Directions for this task —
I need the lines from the one holding "# drop a point" to the last line of the data below repeated exactly, both included, without pictures.

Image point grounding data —
**********

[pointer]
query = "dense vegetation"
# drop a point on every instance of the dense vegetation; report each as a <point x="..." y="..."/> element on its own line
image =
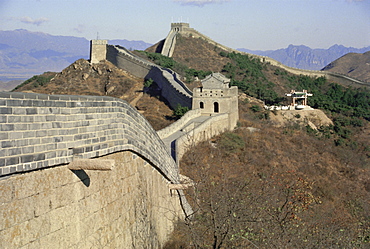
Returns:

**********

Response to this task —
# drop a point on every instance of the dense vegetation; report each as a <point x="..." y="..."/> element on its own line
image =
Returns:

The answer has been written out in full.